### PROBLEM
Please rewrite the material from the line with "find the green leaf" through the end of the material, keeping every line and lowering each coordinate in the answers by 78.

□ □ □ □

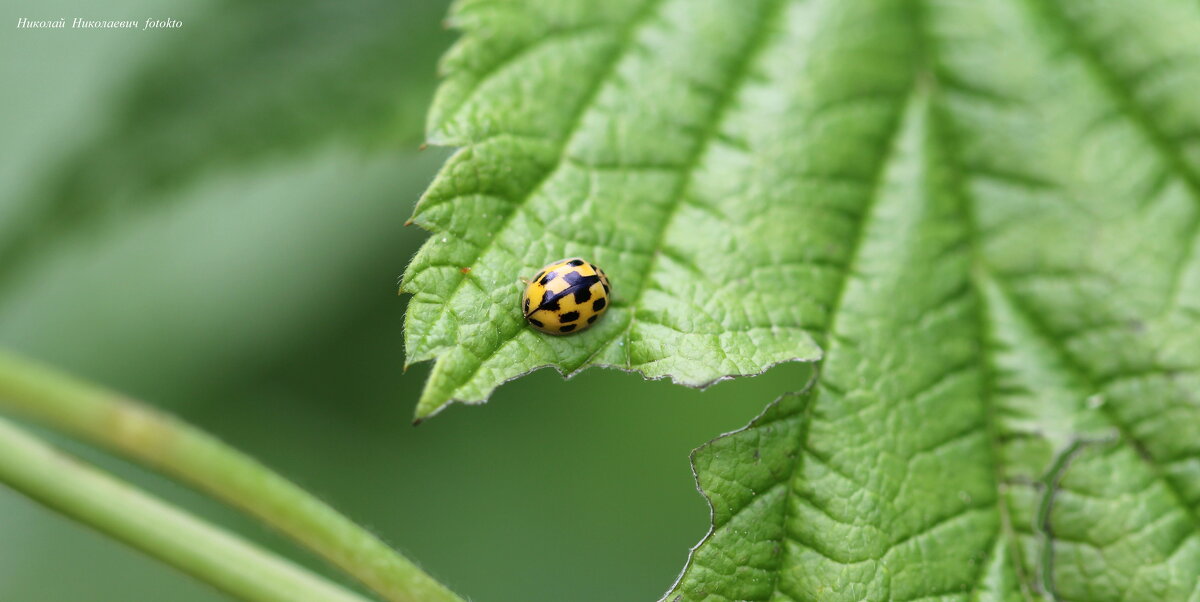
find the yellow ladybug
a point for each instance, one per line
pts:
(565, 296)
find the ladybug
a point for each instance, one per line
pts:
(565, 296)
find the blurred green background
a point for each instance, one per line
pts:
(210, 218)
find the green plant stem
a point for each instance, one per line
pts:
(109, 505)
(175, 449)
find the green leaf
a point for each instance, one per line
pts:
(695, 235)
(985, 212)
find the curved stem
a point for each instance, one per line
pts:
(109, 505)
(173, 447)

□ □ □ □

### RESULT FOR THIS EXERCISE
find the green leaf
a point for each instance, one per line
pts:
(617, 157)
(907, 134)
find the curved stem
a point for each instance, one per line
pts:
(31, 427)
(95, 369)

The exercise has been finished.